== GIVEN DATA

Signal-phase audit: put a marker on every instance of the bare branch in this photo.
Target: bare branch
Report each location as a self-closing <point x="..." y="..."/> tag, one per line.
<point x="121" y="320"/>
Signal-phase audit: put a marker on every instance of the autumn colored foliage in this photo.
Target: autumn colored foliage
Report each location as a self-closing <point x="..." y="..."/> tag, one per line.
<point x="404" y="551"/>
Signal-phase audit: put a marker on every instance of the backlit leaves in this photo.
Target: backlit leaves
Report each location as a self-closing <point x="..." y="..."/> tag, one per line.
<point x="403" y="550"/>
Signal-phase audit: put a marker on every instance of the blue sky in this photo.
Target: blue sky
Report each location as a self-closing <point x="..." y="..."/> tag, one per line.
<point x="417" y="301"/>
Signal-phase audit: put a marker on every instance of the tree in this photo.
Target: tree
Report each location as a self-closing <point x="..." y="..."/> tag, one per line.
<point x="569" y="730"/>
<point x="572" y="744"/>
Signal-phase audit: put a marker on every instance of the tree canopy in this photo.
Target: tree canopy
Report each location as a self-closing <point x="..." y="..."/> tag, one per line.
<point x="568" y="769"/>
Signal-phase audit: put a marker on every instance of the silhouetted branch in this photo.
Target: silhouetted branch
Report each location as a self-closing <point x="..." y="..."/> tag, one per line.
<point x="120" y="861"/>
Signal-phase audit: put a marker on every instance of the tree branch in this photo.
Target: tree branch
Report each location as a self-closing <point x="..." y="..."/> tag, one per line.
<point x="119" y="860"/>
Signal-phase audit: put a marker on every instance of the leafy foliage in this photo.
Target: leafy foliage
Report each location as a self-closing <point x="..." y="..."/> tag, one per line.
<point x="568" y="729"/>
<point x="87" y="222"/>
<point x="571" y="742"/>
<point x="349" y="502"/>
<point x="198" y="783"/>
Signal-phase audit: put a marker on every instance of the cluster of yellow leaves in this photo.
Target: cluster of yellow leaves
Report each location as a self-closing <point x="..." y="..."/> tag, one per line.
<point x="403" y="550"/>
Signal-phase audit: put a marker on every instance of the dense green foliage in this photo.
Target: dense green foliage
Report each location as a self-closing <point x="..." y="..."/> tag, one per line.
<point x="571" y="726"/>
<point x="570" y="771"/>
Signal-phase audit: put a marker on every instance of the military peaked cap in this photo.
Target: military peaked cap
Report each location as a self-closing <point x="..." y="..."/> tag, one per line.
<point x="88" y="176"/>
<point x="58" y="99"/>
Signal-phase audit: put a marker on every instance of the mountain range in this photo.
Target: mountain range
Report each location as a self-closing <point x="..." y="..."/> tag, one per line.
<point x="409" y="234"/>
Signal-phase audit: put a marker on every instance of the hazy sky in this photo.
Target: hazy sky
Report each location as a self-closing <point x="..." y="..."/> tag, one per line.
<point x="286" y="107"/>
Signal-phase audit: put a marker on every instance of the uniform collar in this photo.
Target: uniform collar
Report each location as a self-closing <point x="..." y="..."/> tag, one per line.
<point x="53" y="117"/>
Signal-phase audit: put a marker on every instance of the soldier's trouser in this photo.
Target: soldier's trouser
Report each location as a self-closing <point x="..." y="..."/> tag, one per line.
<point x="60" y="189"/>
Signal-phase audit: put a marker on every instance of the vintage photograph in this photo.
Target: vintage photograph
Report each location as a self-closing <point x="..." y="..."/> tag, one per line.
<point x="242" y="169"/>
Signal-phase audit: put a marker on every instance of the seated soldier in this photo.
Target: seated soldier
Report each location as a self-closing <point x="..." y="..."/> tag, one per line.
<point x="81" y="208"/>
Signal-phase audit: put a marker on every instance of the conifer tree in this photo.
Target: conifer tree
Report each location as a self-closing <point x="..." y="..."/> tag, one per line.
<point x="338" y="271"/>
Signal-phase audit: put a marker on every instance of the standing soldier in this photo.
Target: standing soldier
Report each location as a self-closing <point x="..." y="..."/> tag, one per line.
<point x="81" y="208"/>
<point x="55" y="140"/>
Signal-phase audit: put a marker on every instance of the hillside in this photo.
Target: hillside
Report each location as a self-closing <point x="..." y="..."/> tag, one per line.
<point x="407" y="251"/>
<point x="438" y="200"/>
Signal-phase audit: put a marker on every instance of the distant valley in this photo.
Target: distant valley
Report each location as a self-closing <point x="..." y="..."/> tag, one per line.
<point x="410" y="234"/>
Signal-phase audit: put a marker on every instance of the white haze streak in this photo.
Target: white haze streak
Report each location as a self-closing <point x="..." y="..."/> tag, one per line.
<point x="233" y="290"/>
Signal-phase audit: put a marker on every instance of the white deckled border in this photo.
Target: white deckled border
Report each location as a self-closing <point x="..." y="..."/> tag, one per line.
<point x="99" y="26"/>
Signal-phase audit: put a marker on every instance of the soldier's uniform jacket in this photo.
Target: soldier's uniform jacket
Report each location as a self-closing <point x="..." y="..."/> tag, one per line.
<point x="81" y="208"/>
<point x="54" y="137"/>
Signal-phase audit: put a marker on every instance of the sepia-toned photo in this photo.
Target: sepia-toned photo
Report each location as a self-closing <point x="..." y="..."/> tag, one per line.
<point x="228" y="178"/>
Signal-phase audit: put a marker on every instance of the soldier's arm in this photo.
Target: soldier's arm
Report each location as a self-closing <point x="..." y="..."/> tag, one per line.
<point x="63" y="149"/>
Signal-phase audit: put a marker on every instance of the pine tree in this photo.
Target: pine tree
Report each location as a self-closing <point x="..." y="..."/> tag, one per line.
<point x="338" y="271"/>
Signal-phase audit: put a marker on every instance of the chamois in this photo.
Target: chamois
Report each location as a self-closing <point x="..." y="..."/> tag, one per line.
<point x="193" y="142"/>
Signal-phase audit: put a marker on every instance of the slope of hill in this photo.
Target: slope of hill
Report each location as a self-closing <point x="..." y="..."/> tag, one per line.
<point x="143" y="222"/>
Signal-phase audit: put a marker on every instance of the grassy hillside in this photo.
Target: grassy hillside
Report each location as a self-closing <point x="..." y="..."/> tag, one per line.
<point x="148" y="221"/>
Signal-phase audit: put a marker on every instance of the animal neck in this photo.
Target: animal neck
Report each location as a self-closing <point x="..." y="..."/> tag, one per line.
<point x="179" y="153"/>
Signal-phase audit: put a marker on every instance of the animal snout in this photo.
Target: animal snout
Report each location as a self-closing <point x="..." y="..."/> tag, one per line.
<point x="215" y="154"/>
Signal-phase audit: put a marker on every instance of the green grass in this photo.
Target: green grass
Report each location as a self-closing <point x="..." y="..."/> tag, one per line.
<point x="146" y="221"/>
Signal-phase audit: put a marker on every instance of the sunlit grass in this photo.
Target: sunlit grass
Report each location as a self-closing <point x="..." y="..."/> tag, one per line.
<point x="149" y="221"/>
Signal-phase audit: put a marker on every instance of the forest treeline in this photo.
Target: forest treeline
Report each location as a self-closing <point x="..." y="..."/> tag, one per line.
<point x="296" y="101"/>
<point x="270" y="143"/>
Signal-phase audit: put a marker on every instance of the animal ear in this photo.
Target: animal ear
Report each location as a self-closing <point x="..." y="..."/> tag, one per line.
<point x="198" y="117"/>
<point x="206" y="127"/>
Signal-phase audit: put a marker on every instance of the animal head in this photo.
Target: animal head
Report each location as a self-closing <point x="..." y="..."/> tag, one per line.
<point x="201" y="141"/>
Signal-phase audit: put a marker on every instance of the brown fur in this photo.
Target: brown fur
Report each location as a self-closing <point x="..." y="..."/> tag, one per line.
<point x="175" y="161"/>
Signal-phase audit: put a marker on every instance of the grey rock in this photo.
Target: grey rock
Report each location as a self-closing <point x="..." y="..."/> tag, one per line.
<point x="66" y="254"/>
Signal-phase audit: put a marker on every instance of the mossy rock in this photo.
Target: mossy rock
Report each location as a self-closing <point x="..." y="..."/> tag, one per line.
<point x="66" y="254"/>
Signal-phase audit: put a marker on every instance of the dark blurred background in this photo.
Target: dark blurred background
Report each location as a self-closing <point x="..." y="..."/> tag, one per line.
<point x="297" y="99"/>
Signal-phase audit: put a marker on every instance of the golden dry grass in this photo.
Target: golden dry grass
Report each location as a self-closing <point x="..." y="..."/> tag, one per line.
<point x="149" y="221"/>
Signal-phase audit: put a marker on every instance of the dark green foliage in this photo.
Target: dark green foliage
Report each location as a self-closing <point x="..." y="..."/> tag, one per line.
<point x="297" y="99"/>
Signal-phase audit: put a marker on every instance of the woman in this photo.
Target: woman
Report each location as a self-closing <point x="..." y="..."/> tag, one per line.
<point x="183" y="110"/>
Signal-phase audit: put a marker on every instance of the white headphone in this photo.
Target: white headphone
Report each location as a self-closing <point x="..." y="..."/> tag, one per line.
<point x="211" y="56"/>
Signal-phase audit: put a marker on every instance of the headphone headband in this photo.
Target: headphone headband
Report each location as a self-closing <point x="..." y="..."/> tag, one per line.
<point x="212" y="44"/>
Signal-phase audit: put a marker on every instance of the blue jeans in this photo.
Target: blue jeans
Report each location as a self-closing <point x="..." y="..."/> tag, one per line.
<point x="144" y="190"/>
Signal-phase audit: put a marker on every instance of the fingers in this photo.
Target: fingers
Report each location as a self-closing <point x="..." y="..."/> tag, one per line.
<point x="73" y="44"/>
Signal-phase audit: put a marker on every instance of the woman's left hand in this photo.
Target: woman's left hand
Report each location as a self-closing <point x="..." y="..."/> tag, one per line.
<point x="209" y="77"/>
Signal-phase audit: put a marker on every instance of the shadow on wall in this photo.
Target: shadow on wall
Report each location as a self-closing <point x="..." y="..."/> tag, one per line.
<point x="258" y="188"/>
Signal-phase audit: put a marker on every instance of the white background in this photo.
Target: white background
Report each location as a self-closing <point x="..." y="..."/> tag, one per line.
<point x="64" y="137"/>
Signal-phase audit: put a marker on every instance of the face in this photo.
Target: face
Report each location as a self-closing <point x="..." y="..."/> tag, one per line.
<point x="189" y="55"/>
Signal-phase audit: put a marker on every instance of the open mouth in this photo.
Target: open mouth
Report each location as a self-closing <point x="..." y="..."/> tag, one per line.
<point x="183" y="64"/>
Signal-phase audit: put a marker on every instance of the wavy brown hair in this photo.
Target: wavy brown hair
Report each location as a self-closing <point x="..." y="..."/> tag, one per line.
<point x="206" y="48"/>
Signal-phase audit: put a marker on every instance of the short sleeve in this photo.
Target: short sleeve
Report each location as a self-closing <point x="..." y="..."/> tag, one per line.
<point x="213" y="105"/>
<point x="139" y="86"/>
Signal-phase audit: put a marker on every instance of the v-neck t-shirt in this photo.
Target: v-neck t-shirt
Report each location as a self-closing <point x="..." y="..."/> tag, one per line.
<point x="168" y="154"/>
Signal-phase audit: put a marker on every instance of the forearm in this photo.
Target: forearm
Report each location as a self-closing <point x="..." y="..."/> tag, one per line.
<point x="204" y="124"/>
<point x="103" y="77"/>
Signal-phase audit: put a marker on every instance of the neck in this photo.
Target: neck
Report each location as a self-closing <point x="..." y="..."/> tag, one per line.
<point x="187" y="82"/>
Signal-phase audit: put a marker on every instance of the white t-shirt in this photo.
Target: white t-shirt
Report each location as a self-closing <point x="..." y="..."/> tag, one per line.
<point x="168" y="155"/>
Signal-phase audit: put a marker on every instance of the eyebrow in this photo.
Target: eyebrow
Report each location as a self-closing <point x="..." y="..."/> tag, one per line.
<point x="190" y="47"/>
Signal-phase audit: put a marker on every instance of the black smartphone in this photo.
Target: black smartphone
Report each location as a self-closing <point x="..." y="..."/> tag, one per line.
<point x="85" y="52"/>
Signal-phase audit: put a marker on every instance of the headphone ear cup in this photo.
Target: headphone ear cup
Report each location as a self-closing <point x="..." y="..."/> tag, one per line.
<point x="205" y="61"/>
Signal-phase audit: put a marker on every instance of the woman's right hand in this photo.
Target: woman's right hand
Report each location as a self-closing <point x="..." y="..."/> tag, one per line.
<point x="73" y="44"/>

====

■ **WHAT THE EXERCISE ASKS**
Using the records above, please retype only the run of lines from the line holding "Signal-phase audit: put a marker on every instance of the short" through the last line, both ends included.

■ **CORRECT RESULT**
Signal-phase audit: put a marker on every instance of the short sleeve in this photo.
Target: short sleeve
Report each location as a self-closing <point x="..." y="..."/> tag, one per line.
<point x="213" y="105"/>
<point x="139" y="86"/>
Signal-phase audit: put a marker on every instance of the v-neck t-shirt in this photo.
Target: v-neck t-shirt
Report each location as a self-closing <point x="..." y="..."/> tag, one per line.
<point x="168" y="154"/>
Signal-phase audit: put a marker on every instance of the forearm in this photo.
Target: forearm
Report each location as a self-closing <point x="..." y="..."/> tag, one per line.
<point x="204" y="124"/>
<point x="103" y="77"/>
Signal-phase audit: put a marker on every instance of the neck in this photo.
Target: neck
Report each location as a self-closing <point x="..." y="..."/> tag, one per line.
<point x="187" y="82"/>
Signal-phase audit: put a marker on every instance of the white t-shirt in this photo.
Target: white t-shirt
Report each location as a self-closing <point x="..." y="..."/> tag, one per line.
<point x="168" y="155"/>
Signal-phase audit: put a marker on every instance of the eyebrow in this photo.
Target: eyebrow
Report each location as a self-closing <point x="..." y="..."/> tag, one per line.
<point x="190" y="47"/>
Signal-phase audit: put a marker on every instance of the black smartphone in this photo.
Target: black smartphone
Report each location as a self-closing <point x="..." y="..."/> tag, one per line.
<point x="85" y="52"/>
Signal-phase audit: put a marker on every instance of the headphone ear cup in this photo.
Target: headphone ear cup
Report each location as a self-closing <point x="..." y="..."/> tag, one per line.
<point x="205" y="61"/>
Signal-phase audit: put a marker on every instance of the woman's right hand in this photo.
Target: woman's right hand
Report each location as a self-closing <point x="..." y="..."/> tag, one per line.
<point x="73" y="44"/>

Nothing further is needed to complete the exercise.